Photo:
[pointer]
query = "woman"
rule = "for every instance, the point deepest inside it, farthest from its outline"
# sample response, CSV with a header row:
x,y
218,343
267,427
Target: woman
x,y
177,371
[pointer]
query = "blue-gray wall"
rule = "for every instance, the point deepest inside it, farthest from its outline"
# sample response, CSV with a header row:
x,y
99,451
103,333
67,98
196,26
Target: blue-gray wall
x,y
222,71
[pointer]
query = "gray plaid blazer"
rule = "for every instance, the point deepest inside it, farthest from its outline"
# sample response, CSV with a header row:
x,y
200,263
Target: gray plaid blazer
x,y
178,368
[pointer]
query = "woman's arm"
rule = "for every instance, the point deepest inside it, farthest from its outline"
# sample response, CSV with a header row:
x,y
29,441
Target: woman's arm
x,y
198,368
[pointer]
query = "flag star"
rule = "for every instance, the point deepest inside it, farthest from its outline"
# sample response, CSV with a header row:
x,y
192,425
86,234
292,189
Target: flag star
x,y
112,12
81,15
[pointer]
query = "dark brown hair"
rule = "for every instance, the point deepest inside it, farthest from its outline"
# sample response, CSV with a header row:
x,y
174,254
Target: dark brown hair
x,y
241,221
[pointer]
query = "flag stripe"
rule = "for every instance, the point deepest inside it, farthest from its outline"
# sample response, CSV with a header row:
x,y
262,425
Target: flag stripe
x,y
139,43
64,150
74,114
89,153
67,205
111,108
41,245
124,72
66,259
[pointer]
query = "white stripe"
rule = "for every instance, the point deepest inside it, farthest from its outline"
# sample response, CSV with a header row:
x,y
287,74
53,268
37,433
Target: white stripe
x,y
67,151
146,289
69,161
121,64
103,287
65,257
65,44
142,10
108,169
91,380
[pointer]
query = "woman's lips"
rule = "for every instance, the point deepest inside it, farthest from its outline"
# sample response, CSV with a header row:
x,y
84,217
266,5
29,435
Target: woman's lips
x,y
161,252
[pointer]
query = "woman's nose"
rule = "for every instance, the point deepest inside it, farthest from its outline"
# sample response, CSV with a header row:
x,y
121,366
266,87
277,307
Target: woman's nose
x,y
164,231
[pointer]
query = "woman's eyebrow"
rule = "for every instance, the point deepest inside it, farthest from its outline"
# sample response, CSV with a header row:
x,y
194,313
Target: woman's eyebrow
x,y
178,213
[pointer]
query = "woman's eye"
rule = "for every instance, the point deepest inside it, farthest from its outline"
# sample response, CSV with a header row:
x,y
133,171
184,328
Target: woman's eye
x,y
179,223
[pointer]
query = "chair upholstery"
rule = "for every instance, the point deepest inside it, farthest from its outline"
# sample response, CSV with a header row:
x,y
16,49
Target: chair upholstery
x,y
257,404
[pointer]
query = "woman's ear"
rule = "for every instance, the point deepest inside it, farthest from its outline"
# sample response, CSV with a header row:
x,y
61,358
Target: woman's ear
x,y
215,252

YOUR TASK
The full listing is to be printed again exactly as it stands.

RESPONSE FOR THIS EXERCISE
Photo:
[pointer]
query = "woman"
rule = "for every instance, the point deepest inside it, farthest from its outline"
# sample response, CSV with a header row:
x,y
218,343
267,427
Target: woman
x,y
177,371
[pointer]
query = "blue-gray wall"
rule = "for every instance, the point deepest inside it, farthest from its outline"
# sample response, CSV with a header row:
x,y
99,451
103,333
67,98
196,26
Target: blue-gray wall
x,y
222,71
[pointer]
query = "gray plaid blazer"
rule = "for every instance, the point deepest inside it, farthest from its outline"
# sample response, CSV with a header row:
x,y
200,263
Target: gray plaid blazer
x,y
178,368
[pointer]
query = "woman's arm"
rule = "for every instance, the point deepest inside it, farthest from its outline"
# sample response, CSV with a header row:
x,y
29,441
Target: woman's arm
x,y
198,368
[pointer]
query = "flag star"
rule = "for every instance, the point deepest inside it, farthest from its outline"
# sample response, CSV with a header row:
x,y
192,425
86,234
292,189
Target: flag star
x,y
112,12
81,15
[pointer]
query = "dark brown hair"
rule = "for every instance, the point deepest inside it, farthest from its outline"
# sample response, CSV with a header row:
x,y
174,254
Target: dark brown hair
x,y
241,221
[pointer]
query = "flag stripe"
rule = "for every instance, the point deepest inside it, farthest from its outline"
# sample response, CSV with a header row:
x,y
262,425
Target: flag stripe
x,y
139,43
64,150
74,114
89,153
67,205
111,108
41,245
124,72
66,259
[pointer]
query = "white stripe"
rule = "for every instance, the point deepest inside it, farthest from its outline"
# sample response, CSV with a header row:
x,y
287,74
53,268
37,433
Target: white stripe
x,y
67,151
146,289
69,161
121,64
103,287
65,257
65,44
142,10
108,169
91,380
[pointer]
query = "woman's lips"
rule = "for every instance, the point deepest inside it, farthest from its outline"
# sample response, CSV with a header row:
x,y
84,217
266,5
29,435
Target: woman's lips
x,y
161,252
[pointer]
query = "woman's nose"
rule = "for every instance, the point deepest inside it, farthest from its outline"
# sample response, CSV with a header row:
x,y
121,366
266,87
277,307
Target: woman's nose
x,y
164,231
[pointer]
query = "woman's eyebrow"
rule = "for every instance, the point deepest inside it, farthest from its outline"
# sample response, CSV with a header row:
x,y
194,313
Target: woman's eyebrow
x,y
178,213
[pointer]
query = "woman's eye"
rule = "for every instance, the point deepest inside it, farthest from its outline"
# sample response, CSV with a header row:
x,y
133,171
184,328
Target: woman's eye
x,y
179,223
[pointer]
query = "chair upholstery"
rule = "for every instance, the point deepest inside it, farthest from its outline"
# sample response, CSV with a header row:
x,y
16,49
Target: chair upholstery
x,y
257,404
[pointer]
query = "woman's ear"
rule = "for every instance, the point deepest inside it, farthest from its outline"
# sample response, CSV with a header row:
x,y
61,358
Target: woman's ear
x,y
215,252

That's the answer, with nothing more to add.